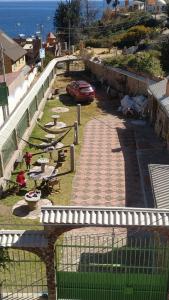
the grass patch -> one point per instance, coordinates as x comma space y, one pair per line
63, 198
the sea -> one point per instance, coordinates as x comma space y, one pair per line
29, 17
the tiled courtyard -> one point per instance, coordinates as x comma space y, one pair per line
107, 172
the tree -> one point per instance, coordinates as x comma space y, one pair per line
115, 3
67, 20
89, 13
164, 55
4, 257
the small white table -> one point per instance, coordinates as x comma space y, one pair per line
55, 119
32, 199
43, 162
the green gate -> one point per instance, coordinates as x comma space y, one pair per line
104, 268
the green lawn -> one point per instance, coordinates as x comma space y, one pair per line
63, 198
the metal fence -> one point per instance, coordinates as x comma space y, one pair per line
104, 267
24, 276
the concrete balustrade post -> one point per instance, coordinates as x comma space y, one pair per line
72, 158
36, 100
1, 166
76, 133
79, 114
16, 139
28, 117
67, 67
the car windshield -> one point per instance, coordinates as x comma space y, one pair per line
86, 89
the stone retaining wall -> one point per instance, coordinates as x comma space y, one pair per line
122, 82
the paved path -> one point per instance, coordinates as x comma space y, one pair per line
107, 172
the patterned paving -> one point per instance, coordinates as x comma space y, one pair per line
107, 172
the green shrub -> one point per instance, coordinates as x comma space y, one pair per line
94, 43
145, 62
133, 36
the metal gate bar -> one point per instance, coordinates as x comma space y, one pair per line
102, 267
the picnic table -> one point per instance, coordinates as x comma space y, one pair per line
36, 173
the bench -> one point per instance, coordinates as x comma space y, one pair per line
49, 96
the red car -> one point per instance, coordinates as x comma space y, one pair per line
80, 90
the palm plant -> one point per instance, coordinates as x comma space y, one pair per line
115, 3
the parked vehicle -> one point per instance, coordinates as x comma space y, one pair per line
---
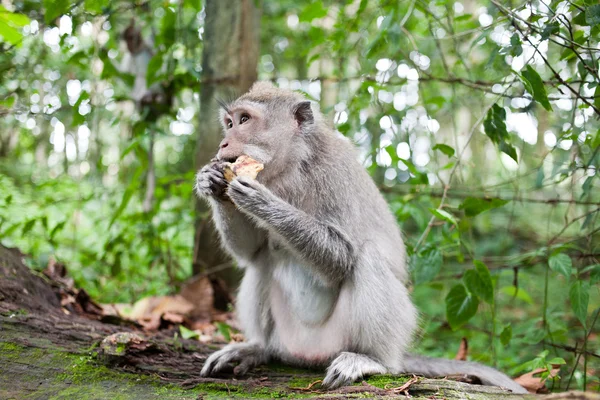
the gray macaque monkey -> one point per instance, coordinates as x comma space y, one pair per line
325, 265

* [WHAT THE TASK REQUIRES] Extract every line of the entries above that contains the string "green", matching case exactly.

* [EXERCISE OUTPUT]
the green gate -> one point per instance, coordinates as x comma space y, one pair per line
the green lawn -> one point per instance, coordinates as x comma space y, one pair per line
the green shrub -> one point per instance, coordinates as x comma space y, one pair per line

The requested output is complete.